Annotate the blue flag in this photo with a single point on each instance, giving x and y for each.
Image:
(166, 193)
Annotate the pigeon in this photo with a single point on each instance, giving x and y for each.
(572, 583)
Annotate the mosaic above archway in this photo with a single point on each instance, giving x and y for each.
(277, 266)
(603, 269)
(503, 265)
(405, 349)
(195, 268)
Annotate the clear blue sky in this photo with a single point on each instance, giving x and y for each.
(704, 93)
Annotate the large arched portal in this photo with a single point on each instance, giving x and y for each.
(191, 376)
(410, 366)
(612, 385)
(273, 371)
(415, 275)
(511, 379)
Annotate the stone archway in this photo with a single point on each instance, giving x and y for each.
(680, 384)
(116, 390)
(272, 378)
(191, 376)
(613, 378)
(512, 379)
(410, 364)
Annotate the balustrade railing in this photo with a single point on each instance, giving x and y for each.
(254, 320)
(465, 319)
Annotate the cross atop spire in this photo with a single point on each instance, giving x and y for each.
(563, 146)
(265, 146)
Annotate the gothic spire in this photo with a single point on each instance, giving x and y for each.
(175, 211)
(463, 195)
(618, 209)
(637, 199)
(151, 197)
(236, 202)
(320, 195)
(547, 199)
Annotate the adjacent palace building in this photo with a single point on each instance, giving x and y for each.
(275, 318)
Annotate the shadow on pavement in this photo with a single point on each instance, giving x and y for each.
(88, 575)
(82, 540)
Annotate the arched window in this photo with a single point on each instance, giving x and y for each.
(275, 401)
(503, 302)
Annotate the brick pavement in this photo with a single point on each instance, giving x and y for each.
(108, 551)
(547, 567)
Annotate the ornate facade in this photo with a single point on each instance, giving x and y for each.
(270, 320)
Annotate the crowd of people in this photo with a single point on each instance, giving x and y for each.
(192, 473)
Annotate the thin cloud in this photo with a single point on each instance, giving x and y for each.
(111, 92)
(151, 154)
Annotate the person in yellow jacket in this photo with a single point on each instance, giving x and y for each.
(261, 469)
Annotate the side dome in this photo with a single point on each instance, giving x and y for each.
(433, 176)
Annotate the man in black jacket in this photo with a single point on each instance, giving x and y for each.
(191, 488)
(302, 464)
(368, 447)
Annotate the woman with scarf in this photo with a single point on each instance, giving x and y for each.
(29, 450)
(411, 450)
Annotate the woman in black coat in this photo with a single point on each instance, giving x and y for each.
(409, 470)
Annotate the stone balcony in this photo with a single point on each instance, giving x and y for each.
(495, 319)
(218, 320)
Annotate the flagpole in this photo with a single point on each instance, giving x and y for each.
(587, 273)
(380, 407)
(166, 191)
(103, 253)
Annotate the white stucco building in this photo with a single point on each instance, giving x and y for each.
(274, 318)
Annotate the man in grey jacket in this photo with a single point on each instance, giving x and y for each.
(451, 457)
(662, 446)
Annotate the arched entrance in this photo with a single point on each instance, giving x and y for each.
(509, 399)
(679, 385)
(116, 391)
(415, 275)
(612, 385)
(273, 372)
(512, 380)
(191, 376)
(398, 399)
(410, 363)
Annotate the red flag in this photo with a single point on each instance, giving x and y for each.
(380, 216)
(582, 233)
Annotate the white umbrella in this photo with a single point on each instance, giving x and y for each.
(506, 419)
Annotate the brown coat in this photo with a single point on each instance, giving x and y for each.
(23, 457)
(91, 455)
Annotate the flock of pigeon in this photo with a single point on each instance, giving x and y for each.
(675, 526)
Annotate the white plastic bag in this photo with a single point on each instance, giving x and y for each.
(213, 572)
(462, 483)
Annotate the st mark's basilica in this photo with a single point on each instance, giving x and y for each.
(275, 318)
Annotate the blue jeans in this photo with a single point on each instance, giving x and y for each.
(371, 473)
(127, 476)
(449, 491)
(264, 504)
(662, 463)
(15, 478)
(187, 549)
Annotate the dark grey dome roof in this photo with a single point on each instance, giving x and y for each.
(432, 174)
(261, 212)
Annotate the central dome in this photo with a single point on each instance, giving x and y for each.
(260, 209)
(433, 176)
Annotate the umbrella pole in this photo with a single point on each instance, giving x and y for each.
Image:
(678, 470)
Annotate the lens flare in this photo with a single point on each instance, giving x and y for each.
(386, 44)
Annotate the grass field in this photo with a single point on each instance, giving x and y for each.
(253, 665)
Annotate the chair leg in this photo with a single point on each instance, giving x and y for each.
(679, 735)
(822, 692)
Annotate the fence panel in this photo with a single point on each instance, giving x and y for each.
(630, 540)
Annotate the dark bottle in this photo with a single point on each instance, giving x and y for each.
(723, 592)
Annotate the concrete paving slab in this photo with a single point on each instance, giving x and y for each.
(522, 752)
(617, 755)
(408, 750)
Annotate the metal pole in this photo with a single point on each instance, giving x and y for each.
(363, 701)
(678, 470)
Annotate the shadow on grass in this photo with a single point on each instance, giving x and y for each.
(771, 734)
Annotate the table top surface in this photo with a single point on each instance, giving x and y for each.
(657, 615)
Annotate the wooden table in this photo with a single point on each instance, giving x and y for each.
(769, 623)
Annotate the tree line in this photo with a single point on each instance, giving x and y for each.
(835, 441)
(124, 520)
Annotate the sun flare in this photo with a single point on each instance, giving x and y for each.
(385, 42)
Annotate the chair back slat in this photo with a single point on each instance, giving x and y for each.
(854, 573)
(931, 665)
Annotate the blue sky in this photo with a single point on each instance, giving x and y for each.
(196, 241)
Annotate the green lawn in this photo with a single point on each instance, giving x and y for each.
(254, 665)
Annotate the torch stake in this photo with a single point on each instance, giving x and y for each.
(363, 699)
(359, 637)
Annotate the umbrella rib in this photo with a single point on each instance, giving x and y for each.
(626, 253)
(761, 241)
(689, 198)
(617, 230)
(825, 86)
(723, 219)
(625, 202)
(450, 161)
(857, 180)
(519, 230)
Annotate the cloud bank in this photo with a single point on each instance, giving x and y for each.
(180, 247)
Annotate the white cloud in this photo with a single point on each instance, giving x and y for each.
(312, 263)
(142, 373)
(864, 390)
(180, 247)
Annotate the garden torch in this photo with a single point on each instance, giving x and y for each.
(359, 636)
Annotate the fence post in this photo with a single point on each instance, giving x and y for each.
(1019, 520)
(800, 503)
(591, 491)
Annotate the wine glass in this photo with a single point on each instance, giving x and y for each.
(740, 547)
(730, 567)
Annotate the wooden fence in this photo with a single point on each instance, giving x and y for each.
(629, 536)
-------------------------
• Instruction
Rewrite all of the data above, changing every "single point" to "one point" and leaving everything else the same.

• Written response
Annotate the blue flag in this photo with a one point on each instance, giving x and y for each.
Image:
(166, 193)
Annotate the pigeon in this photo with a one point on each instance, giving x and y for each.
(572, 583)
Annotate the mosaic above archway in this photo with a one point on each instance, giving x and y for each.
(277, 266)
(603, 269)
(503, 265)
(405, 349)
(195, 268)
Annotate the clear blue sky in this photo with a one point on each instance, giving x and y for each.
(704, 93)
Annotate the large arched portal in this photo with a one point on each instance, giving x and y for each.
(191, 376)
(410, 366)
(612, 385)
(273, 371)
(415, 275)
(511, 379)
Annotate the stone archway in this photo with a one point on each instance, giving x and y for each.
(680, 384)
(116, 390)
(272, 378)
(191, 376)
(613, 378)
(512, 379)
(410, 364)
Annotate the balustrade railing in this photo with a one point on each instance, giving x and y for each.
(254, 320)
(465, 319)
Annotate the cross atop spire in this photo with a one point on each instance, giving x and y for each.
(563, 146)
(265, 146)
Annotate the gothic spire in this photo with a one point on each instance, giving x and y for each.
(175, 211)
(463, 195)
(618, 209)
(637, 199)
(151, 197)
(236, 202)
(320, 195)
(547, 199)
Annotate the adjacent palace building in this photo with a one point on each instance, giving x and y for each.
(275, 318)
Annotate the shadow on pavement in this photo with a one point on each instance, giving x and y for each.
(88, 575)
(82, 540)
Annotate the arched window in this photo with a one point on each instance, giving x and y for each.
(275, 401)
(503, 302)
Annotate the brick pavement in this photo with a one point on each instance, giving x and y for each.
(108, 551)
(547, 567)
Annotate the ornate facade in this photo with a one point on each instance, giving x and y for each.
(270, 320)
Annotate the crowd of people in this photo with a one point on each instance, giving x and y for each.
(192, 473)
Annotate the thin cloud in this photo with a one point on each instance, giving x and y for each.
(111, 92)
(151, 154)
Annotate the person in yellow jacket in this photo with a one point on each instance, giving x and y for each.
(261, 469)
Annotate the side dome in this photo with a one point on each instance, giving x and y for each.
(433, 176)
Annotate the man in black jacket in this photo with a one point on each instance, giving x and y for each.
(191, 488)
(302, 464)
(368, 447)
Annotate the woman with scarf in this photo with a one point on each instance, giving x and y for each.
(29, 450)
(411, 450)
Annotate the woman in black coat in this photo with a one point on each instance, giving x and y for each.
(409, 470)
Annotate the stone balcony in this photo with a one point on each instance, giving x and y for each.
(495, 319)
(218, 320)
Annotate the flagpole in this photo with a one point on each instance, giving x and y for each.
(587, 273)
(380, 407)
(166, 191)
(103, 253)
Annotate the white stucco building in this photo with a one point on each instance, giving x and y for each.
(274, 318)
Annotate the man in grey jacket in this photo with a one point on each instance, giving x and y for each.
(451, 457)
(662, 446)
Annotate the arched entrance in this photo with a one point on each instance, giving x and y for each.
(509, 399)
(679, 385)
(116, 391)
(415, 275)
(612, 385)
(273, 372)
(512, 380)
(191, 376)
(398, 399)
(410, 363)
Annotate the red flag in this photo with a one point on each instance, giving x and y for each.
(380, 216)
(582, 233)
Annotate the white umbrella in this photo with a one point on each instance, giving x and y for each.
(506, 419)
Annotate the brown coat in this photo with a one point on each instance, giving x and y for each.
(23, 457)
(91, 455)
Annotate the flock of pigeon in this photo with a one point on each instance, giving x and y for each.
(675, 526)
Annotate the white plastic bag in this photo with a one point on each instance, giving x and y for each.
(213, 572)
(462, 483)
Annotate the st mark's basilica in this photo with a one point on each instance, giving x and y for each.
(275, 318)
Annotate the blue jeans in this photo with a one point on each instance, giving x and y for each.
(371, 473)
(127, 476)
(449, 491)
(264, 504)
(662, 463)
(15, 478)
(187, 549)
Annotate the dark grey dome roof in this photo with a one point on each instance, giving x and y for each.
(432, 174)
(261, 212)
Annotate the central dome in this photo with a one point on each instance, giving x and y for each.
(260, 209)
(433, 176)
Annotate the umbrella pole in this photo with a one point on each instance, giving x and y for each.
Image:
(678, 470)
Annotate the lens flare in this photo with a one point on each instance, giving x and y for each.
(386, 44)
Annotate the grass field in this photo with a one point on each instance, giving x and y for each.
(253, 665)
Annotate the chair leg in this photo with a one point on each instance, giving x and y for each.
(679, 735)
(822, 692)
Annotate the fence panel in this photo with a one point on each instance, giving x and y for each.
(630, 540)
Annotate the dark bottle in this photo with a one point on each instance, giving x and y for each.
(723, 592)
Annotate the concrete paving slab in this photo with a one point on each instance, giving x and y for each.
(522, 752)
(617, 755)
(408, 750)
Annotate the metal pole in this photo with a one point on each instance, giving x and y for each.
(363, 701)
(678, 470)
Annotate the shadow on grass in this photo with a one point on each instance, giving x and y for each.
(771, 734)
Annotate the table top surface in this photo with a one point on each instance, giving x and y for each.
(657, 615)
Annotate the wooden table in this photo with a one point on each instance, giving x and y for each.
(769, 623)
Annotate the tree line in this photo with a one point on each instance, giving x and y for each.
(835, 441)
(124, 520)
Annotate the sun flare in this photo with a one point on each instance, giving x and y for each.
(385, 42)
Annotate the chair back slat in this photo with a one point on each instance, giving x and y for each.
(854, 573)
(931, 665)
Annotate the blue sky in this photo with a one point on each instance, giving x and y for each.
(196, 241)
Annotate the green lawn in this photo with a one point on each instance, giving x and y for each.
(254, 665)
Annotate the torch stake in this photo with a one point on each instance, giving x and y for each.
(363, 699)
(359, 637)
Annotate the umbrella rib in this photo with a one point on each instance, giving x and y for each.
(626, 253)
(761, 241)
(689, 198)
(617, 230)
(825, 86)
(723, 219)
(625, 202)
(450, 161)
(857, 180)
(519, 230)
Annotate the cloud bank in this photo with a one point on each instance, giving x and y for each.
(180, 247)
Annotate the white cloud in this photo with a one point on each instance, giving x and y for each.
(312, 263)
(142, 373)
(864, 390)
(180, 247)
Annotate the garden torch in this photo with a one point on each instance, giving x and y for each.
(359, 636)
Annotate the fence post in this photo with a one point on each instance, giving x and y for each.
(1019, 520)
(800, 503)
(591, 491)
Annotate the wine glass in this photo with a one point on each instance, giving x and y for each.
(740, 547)
(730, 567)
Annotate the wooden fence in this photo with a one point on each instance, giving x and y for each.
(629, 536)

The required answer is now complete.